=== EXERCISE INSTRUCTIONS ===
With the records in front of you, set every one of them down exactly.

Start of RECORDS TO PROCESS

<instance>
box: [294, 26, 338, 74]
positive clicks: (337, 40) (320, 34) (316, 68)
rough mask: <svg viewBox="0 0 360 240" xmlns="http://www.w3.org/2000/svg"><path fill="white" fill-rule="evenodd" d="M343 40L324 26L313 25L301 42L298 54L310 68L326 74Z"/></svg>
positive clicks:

End of RECORDS TO PROCESS

=== TASK OUTPUT ===
<instance>
box: [294, 26, 338, 74]
positive clicks: (337, 40) (320, 34) (316, 68)
rough mask: <svg viewBox="0 0 360 240" xmlns="http://www.w3.org/2000/svg"><path fill="white" fill-rule="evenodd" d="M343 40L324 26L313 25L301 42L298 54L310 68L326 74Z"/></svg>
positive clicks:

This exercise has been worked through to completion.